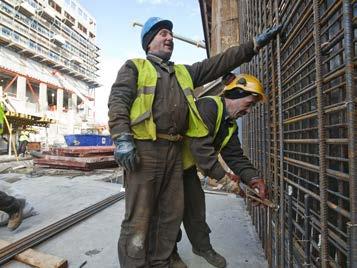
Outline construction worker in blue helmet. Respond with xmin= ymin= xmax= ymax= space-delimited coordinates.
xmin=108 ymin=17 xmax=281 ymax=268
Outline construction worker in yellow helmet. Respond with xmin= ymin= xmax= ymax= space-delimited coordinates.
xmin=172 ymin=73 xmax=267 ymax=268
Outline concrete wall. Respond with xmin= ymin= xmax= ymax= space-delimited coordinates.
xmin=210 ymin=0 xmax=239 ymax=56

········

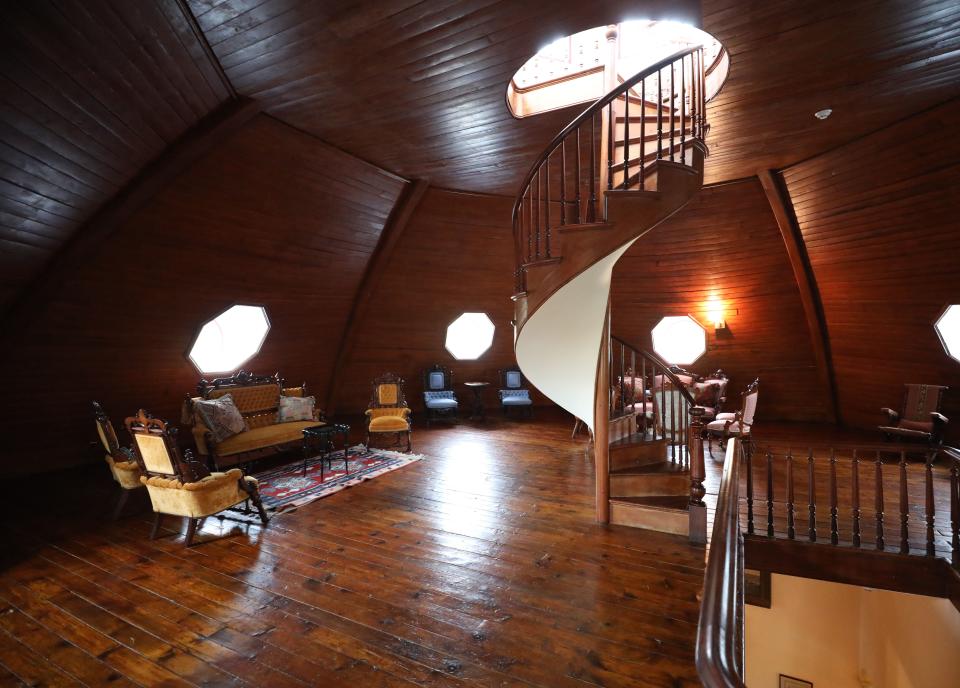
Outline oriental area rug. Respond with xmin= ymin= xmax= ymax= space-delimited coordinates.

········

> **What is needed**: Rewrite the lines beginning with the line that contains "Outline construction worker in blue" and running through the line that contains "xmin=172 ymin=73 xmax=267 ymax=268", replacing "helmet" with "hard hat" and keeping everything else unchanged.

> **Output of the exercise**:
Outline construction worker in blue hard hat. Respond with xmin= ymin= xmax= ymax= space-delimited coordinates.
xmin=108 ymin=17 xmax=281 ymax=268
Outline construction worker in yellow hard hat. Respond with xmin= ymin= xmax= ymax= space-delimited coordinates.
xmin=172 ymin=73 xmax=267 ymax=268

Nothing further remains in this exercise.